** Opening GIVEN DATA block **

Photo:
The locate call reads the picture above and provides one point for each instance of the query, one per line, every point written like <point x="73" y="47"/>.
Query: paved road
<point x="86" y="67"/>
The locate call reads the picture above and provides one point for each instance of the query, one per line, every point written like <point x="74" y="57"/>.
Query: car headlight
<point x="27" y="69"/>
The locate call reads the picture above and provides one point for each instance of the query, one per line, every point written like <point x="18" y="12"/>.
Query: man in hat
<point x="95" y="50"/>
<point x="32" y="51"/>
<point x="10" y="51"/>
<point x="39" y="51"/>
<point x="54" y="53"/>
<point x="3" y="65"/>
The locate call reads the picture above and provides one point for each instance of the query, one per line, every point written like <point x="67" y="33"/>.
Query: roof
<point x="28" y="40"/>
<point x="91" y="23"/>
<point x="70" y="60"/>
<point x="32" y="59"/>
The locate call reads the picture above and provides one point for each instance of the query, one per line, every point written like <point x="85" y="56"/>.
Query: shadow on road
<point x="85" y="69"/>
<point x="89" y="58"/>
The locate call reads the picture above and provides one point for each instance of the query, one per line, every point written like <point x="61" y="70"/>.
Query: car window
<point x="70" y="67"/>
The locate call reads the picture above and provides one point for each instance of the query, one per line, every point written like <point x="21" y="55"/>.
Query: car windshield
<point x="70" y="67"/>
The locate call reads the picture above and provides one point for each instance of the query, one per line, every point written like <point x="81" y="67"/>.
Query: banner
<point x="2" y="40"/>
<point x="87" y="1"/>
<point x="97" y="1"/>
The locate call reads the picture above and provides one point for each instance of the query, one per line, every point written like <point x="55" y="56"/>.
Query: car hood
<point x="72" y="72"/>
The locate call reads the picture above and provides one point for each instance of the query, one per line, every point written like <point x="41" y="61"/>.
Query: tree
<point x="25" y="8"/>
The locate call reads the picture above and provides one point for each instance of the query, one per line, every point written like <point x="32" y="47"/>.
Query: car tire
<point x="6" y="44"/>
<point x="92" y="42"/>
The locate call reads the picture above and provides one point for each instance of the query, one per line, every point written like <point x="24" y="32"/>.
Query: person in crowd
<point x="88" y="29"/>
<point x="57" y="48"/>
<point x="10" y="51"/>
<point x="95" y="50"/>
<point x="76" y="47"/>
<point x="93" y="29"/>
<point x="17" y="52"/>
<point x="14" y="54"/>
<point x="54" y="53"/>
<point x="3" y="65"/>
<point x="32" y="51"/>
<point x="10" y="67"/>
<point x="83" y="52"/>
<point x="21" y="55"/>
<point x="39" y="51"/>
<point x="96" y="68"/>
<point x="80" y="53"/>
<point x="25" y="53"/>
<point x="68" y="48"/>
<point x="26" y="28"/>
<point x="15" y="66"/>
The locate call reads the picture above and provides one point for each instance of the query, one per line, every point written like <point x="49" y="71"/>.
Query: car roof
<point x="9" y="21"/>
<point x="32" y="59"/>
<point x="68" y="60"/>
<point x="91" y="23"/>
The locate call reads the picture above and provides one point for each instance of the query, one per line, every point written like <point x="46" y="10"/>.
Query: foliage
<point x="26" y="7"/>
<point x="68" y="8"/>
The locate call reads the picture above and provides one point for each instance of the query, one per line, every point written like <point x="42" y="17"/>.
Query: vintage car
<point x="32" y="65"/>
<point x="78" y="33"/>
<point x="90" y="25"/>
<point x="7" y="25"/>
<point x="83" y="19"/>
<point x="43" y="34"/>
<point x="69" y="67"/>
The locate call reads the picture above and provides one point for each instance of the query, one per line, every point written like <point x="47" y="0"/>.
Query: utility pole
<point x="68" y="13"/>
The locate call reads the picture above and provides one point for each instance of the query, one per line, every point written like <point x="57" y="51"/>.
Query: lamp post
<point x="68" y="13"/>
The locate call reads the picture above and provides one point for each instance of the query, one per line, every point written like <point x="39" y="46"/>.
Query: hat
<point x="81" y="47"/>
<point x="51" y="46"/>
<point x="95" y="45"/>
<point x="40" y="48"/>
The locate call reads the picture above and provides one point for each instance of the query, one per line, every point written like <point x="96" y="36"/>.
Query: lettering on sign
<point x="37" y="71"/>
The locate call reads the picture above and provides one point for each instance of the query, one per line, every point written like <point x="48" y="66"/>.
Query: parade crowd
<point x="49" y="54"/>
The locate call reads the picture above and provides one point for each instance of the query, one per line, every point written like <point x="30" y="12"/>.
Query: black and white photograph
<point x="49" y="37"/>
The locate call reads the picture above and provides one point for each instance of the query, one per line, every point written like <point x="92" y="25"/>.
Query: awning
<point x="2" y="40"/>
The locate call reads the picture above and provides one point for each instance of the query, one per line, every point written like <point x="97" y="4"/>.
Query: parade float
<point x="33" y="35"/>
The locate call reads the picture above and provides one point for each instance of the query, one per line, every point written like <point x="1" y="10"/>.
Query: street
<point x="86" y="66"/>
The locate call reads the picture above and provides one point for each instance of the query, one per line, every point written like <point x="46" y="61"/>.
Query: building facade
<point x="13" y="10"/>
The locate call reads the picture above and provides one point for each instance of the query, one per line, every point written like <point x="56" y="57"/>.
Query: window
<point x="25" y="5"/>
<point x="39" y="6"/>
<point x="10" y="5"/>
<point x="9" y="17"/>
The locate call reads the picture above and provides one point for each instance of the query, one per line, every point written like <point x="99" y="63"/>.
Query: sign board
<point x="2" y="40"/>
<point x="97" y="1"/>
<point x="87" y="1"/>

** Closing GIVEN DATA block **

## EXERCISE BRIEF
Exactly as written, copy out all the entries above.

## ANSWER BOX
Photo:
The locate call reads the picture above and provides one point for each instance of the query, one per line, every point written like <point x="73" y="47"/>.
Query: paved road
<point x="86" y="67"/>
The locate call reads the picture above and provides one point for each instance of the query, one per line, every point written like <point x="74" y="57"/>.
Query: car headlight
<point x="27" y="69"/>
The locate call reads the picture above and provides one point for each instance of the query, one per line, every point written like <point x="18" y="12"/>.
Query: man in hat
<point x="95" y="50"/>
<point x="32" y="51"/>
<point x="10" y="51"/>
<point x="39" y="51"/>
<point x="54" y="53"/>
<point x="3" y="65"/>
The locate call reads the picture above and provides one point for each instance of the query, one per line, every point written like <point x="67" y="33"/>.
Query: roof
<point x="28" y="40"/>
<point x="91" y="23"/>
<point x="70" y="60"/>
<point x="32" y="59"/>
The locate call reads the picture above and provides one point for each instance of the query, one per line, every point written like <point x="85" y="56"/>.
Query: shadow on road
<point x="85" y="69"/>
<point x="89" y="58"/>
The locate call reads the picture above and provides one point for each instance of the query, one per line, every point written like <point x="61" y="70"/>.
Query: car window
<point x="70" y="67"/>
The locate call reads the picture above and provides one point for each instance of the query, one per line, every point written like <point x="21" y="55"/>.
Query: car windshield
<point x="70" y="67"/>
The locate call reads the picture above and provides one point for each instance of the query, one per line, every point written like <point x="81" y="67"/>.
Query: banner
<point x="2" y="40"/>
<point x="87" y="1"/>
<point x="97" y="1"/>
The locate call reads the picture above and provides one point for each instance of the query, one per line, every point written like <point x="55" y="56"/>.
Query: car hood
<point x="72" y="72"/>
The locate call reads the picture above and provides one point for each instance of the query, one per line, every point written like <point x="41" y="61"/>.
Query: tree
<point x="25" y="8"/>
The locate call reads the picture above and provides one point for each instance of the query, one per line, every point written like <point x="32" y="47"/>.
Query: car tire
<point x="6" y="44"/>
<point x="92" y="42"/>
The locate call reads the picture above and provides one point for each instance of the query, one per line, every point written like <point x="24" y="32"/>.
Query: person in crowd
<point x="88" y="29"/>
<point x="57" y="48"/>
<point x="10" y="51"/>
<point x="95" y="50"/>
<point x="76" y="47"/>
<point x="93" y="29"/>
<point x="17" y="52"/>
<point x="14" y="54"/>
<point x="54" y="53"/>
<point x="3" y="65"/>
<point x="32" y="51"/>
<point x="10" y="67"/>
<point x="83" y="52"/>
<point x="21" y="55"/>
<point x="39" y="51"/>
<point x="96" y="68"/>
<point x="80" y="53"/>
<point x="25" y="53"/>
<point x="68" y="48"/>
<point x="26" y="28"/>
<point x="15" y="66"/>
The locate call reads the picture above and provides one point for each instance of the query, one per line, every point written like <point x="49" y="71"/>.
Query: car roof
<point x="9" y="21"/>
<point x="32" y="59"/>
<point x="68" y="60"/>
<point x="91" y="23"/>
The locate call reads the picture above and provides one point for each instance of the query, one per line, every point written like <point x="46" y="10"/>.
Query: foliage
<point x="26" y="7"/>
<point x="68" y="8"/>
The locate call reads the picture above and provides one point for each instance of the query, one per line, every point written like <point x="42" y="17"/>.
Query: vintage car
<point x="32" y="65"/>
<point x="78" y="33"/>
<point x="90" y="25"/>
<point x="7" y="25"/>
<point x="83" y="19"/>
<point x="43" y="34"/>
<point x="69" y="67"/>
The locate call reads the picture above and provides one point for each instance of the query, one per line, every point written like <point x="47" y="0"/>.
Query: utility pole
<point x="68" y="13"/>
The locate call reads the picture above and provides one point for each instance of the query, one per line, every point written like <point x="57" y="51"/>.
Query: lamp post
<point x="68" y="13"/>
The locate call reads the picture above and provides one point for each instance of the query, one per line, every point written like <point x="39" y="46"/>.
Query: hat
<point x="81" y="47"/>
<point x="51" y="46"/>
<point x="95" y="45"/>
<point x="40" y="48"/>
The locate call reads the picture above and provides one point for each instance of the query, one per line, every point written like <point x="96" y="36"/>.
Query: lettering on sign
<point x="37" y="71"/>
The locate call reads the picture above and provides one point for each instance of the query, one per line, every point written like <point x="48" y="66"/>.
Query: parade crowd
<point x="49" y="54"/>
The locate call reads the picture above and provides one point for each instance of the query, one per line, every point written like <point x="30" y="12"/>.
Query: black and white photograph
<point x="49" y="37"/>
The locate call reads the picture above and provides one point for each instance of the query, one per line, every point written like <point x="92" y="25"/>.
Query: awning
<point x="2" y="40"/>
The locate call reads the picture above and provides one point for each instance of the query, one per line, every point written like <point x="97" y="4"/>.
Query: parade float
<point x="33" y="35"/>
The locate call reads the picture above and provides one point for each instance of the query, one per line, every point written like <point x="1" y="10"/>.
Query: street
<point x="86" y="66"/>
The locate call reads the picture above and provides one point for each instance of the query, one per line, every point written like <point x="46" y="61"/>.
Query: building facade
<point x="13" y="10"/>
The locate call reads the picture above and provides one point for each instance of the query, one per line, every point written like <point x="56" y="57"/>.
Query: window
<point x="25" y="5"/>
<point x="39" y="6"/>
<point x="10" y="5"/>
<point x="9" y="17"/>
The locate call reads the picture above and provides one point for each instance of the query, one per line, every point written like <point x="99" y="63"/>.
Query: sign board
<point x="2" y="40"/>
<point x="97" y="1"/>
<point x="87" y="1"/>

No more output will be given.